WORK TO DO:
A) List every reason the quince blog post below gives for why Gwyneth Paltrow is the celebrity people love to hate.
B) Write the next part of the quince blog post below, picking up after its final sentence.
begin SELECTION
Monday 20 May 2013

The Quintessential Quince 2: Quince Paste, Jelly, and Pickle

The jelly- the Jam and the marmalade,
And the cherry and quince "preserves'' she made!
And the sweet-sour pickles of peach and pear,
With cinnamon in 'em, and all things rare--!
And the more we ate was the more to spare,
Out to Old Aunt Mary's!
~ James Whitcomb Riley, Old Aunt Mary's. 

I read an hilarious article the other day that analysed why Gwyneth Paltrow seems to be the celebrity that people love to hate at the moment.  In a nutshell, it's pretty much because she's drop dead beautiful, filthy rich, talented at acting, writes cookbooks, has gorgeous children, famous friends, and a hugely successful business.  It's just so thoroughly unlikable that there is nothing this woman is not good at.    Dreadfully tall poppy I know but there it is.  Us mere mortals have to contend with having lots of things we are not good at.

Of the many things I suck at, singing in particular has never been a strong suit.

As a kid, when I was into tap dancing competitions, there was one routine where I had to sing and dance at the same time.  What I lacked in on tune-ness, I made up for in loudness.  I remember axe-murdering those high notes so loudly and so badly, my dancing teacher had to stifle belly laughs.  Yes, I would've been one of those auditions on the X Factor.
end SELECTION
begin RECORD EXTRACTS
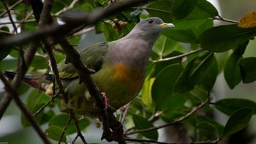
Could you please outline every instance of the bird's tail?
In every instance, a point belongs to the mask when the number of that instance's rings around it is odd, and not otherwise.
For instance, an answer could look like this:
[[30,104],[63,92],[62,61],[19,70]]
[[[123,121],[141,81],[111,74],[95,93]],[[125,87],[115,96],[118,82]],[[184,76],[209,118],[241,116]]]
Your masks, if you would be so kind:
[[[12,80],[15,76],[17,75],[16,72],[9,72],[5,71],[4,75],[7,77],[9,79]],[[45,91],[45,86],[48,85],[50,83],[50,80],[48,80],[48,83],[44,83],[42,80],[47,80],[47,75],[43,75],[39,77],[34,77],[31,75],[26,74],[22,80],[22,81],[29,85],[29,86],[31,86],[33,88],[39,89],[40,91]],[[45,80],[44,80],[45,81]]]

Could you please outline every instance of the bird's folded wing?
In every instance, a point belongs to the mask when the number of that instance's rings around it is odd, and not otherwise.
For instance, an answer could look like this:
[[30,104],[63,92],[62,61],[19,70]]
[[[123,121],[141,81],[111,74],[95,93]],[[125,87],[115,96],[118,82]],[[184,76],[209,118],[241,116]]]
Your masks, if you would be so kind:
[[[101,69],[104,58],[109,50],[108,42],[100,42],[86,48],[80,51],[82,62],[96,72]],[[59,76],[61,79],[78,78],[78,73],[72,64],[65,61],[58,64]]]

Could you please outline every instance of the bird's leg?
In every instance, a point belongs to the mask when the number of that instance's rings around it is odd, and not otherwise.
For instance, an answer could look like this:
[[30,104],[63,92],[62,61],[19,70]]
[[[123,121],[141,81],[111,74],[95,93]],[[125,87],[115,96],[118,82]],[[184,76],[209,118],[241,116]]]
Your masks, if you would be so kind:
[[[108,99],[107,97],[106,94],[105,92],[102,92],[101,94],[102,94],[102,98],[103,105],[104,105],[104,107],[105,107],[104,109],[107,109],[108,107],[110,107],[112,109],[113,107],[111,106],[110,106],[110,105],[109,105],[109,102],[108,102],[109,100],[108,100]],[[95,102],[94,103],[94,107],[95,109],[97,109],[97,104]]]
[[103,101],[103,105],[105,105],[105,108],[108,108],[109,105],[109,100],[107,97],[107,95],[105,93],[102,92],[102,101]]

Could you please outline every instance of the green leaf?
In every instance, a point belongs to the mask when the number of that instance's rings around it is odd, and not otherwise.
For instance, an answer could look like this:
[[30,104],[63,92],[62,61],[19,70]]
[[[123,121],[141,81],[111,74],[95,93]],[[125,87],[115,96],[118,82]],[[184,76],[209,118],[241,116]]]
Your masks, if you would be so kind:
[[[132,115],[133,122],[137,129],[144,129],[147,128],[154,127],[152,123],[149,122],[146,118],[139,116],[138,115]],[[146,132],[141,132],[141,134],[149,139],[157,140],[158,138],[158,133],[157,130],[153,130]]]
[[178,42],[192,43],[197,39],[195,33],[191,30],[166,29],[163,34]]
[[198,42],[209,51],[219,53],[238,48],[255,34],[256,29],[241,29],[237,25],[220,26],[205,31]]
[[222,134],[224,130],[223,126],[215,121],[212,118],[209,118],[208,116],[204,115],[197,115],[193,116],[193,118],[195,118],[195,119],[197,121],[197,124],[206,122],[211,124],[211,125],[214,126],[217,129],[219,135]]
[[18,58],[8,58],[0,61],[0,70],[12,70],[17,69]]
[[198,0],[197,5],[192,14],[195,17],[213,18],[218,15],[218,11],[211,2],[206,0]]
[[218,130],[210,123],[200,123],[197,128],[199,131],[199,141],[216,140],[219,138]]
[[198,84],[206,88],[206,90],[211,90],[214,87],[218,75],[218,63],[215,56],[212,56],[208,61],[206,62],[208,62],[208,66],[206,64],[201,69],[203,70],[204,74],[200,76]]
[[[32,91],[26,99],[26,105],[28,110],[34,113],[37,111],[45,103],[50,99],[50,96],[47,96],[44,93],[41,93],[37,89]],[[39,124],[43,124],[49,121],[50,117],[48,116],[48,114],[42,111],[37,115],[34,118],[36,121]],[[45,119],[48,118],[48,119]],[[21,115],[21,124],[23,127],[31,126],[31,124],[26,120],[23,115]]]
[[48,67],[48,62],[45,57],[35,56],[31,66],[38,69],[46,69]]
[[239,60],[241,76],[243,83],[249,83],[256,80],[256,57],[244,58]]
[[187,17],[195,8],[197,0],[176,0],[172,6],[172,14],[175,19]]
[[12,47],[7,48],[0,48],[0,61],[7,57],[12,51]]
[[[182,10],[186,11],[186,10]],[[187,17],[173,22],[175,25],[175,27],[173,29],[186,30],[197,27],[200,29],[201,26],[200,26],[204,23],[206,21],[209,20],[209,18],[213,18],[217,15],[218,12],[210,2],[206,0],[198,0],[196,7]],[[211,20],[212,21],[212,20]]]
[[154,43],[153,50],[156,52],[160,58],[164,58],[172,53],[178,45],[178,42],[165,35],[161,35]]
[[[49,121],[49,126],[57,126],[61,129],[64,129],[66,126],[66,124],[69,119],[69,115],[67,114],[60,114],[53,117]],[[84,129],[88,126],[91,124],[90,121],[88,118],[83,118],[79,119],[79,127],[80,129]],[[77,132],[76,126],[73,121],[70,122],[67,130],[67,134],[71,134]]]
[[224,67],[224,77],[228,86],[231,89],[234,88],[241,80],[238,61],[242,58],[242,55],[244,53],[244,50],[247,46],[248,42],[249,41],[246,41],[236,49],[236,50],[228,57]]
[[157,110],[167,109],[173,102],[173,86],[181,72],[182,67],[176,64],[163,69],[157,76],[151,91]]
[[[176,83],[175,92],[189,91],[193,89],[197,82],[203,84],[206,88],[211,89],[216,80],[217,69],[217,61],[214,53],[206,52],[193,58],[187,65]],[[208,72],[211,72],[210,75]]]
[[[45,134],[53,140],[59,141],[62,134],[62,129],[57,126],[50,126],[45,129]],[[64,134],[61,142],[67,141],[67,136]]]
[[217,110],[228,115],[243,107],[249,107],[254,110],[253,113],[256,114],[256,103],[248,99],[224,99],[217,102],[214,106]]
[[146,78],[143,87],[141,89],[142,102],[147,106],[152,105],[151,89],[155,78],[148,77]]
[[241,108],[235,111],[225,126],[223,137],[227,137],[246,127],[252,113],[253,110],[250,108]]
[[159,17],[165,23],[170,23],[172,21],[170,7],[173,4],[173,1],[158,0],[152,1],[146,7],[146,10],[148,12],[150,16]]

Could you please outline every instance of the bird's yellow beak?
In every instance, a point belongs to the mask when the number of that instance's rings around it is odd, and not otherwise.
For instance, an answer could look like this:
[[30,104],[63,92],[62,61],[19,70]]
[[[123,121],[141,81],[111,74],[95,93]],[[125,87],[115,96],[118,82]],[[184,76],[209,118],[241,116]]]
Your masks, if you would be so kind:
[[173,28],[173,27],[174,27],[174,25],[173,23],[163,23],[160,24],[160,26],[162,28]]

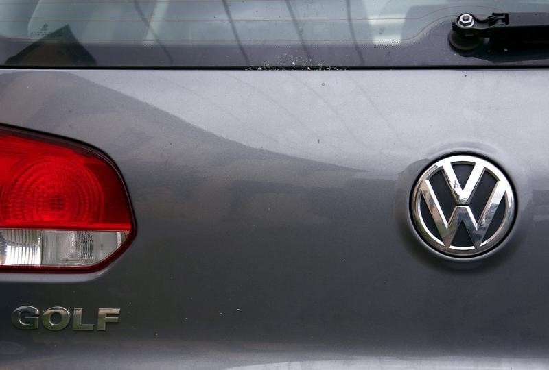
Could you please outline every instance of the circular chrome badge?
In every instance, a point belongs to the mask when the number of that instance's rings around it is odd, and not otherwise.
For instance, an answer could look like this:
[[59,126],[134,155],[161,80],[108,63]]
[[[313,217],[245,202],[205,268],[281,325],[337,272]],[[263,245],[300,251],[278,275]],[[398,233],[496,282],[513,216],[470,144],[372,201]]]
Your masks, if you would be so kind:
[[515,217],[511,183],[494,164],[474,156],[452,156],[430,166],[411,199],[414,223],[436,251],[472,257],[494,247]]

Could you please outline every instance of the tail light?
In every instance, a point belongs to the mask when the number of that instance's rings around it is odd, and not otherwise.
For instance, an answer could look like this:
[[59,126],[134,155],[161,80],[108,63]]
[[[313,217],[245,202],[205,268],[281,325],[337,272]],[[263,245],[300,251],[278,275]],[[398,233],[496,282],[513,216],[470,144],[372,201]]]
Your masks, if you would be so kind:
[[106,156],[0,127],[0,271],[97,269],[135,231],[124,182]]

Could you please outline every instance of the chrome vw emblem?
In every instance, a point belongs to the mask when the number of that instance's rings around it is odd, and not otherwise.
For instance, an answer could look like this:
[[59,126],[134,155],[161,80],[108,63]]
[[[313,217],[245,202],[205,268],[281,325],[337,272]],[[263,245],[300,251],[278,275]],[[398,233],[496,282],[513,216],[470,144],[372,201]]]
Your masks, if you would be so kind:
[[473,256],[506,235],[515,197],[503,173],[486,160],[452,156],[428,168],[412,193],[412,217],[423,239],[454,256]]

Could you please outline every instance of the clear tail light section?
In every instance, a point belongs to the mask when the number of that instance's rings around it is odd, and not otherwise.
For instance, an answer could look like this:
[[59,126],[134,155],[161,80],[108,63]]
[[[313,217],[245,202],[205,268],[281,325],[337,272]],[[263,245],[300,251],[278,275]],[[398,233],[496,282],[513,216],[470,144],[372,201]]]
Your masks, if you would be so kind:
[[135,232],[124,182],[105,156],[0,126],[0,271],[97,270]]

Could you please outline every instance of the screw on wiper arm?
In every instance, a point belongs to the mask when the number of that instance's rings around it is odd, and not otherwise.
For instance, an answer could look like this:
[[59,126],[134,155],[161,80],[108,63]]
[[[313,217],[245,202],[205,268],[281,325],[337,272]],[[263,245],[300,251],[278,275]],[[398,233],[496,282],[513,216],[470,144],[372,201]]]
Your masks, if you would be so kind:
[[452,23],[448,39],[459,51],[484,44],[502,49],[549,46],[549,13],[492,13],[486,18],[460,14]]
end RECORD EXTRACTS
THE REPLIES:
A)
- She's drop dead beautiful.
- She's filthy rich.
- She's talented at acting.
- She writes cookbooks.
- She has gorgeous children.
- She has famous friends.
- She has a hugely successful business.

B)
Another thing I've never been good at is jam making. When I got given these gorgeous quinces from Catherine at work, I had imagined spending a sunny afternoon channeling domestic goddesses of old like Old Aunt Mary, lovingly stirring pots of gorgeous ruby red quince paste and jewel-like crystal clear quince jelly.  How it ended up was with me standing over an angry spitting pot of liquid hot quince magma at 2am in the morning that refused to set.  Delicious tasting mind you, but less paste or jelly like and more what you would imagine hot molten lava to look like: a cloudy, lumpy, muddy red gloop. 

{The good quince jelly, the bad quince jelly}

Luckily, Jam Master Duncan of NZ Food Historian helped me out of a pickle and very generously spent hours teaching me the age old art of jam and jelly making.  And an art it most definitely is: you can really only tell when a jam is set when it has set.  Philosophical no? Someone should make that into a bumper sticker.  There are no time frames you can put on it, there are barely even recipes, it's all ratios and eye balling and getting a feel for it.  All a bit daunting for a brand new, slightly anal-retentive, jam maker but infinitely intriguing.  And when you get that Aha! setting moment, you feel like you've joined some exclusive historic society of successful jam makers.  Definitely worth the slaving over a hot stove.

 {we're jammin'}

After our marathon quince jelly and quince paste jammin' sessions, I got so hooked on preserves making I went a little bit nuts and made pickled quinces, roasted quinces, poached quinces and marmalade.  Needless to say our pantry is now jam-packed with, well, jam.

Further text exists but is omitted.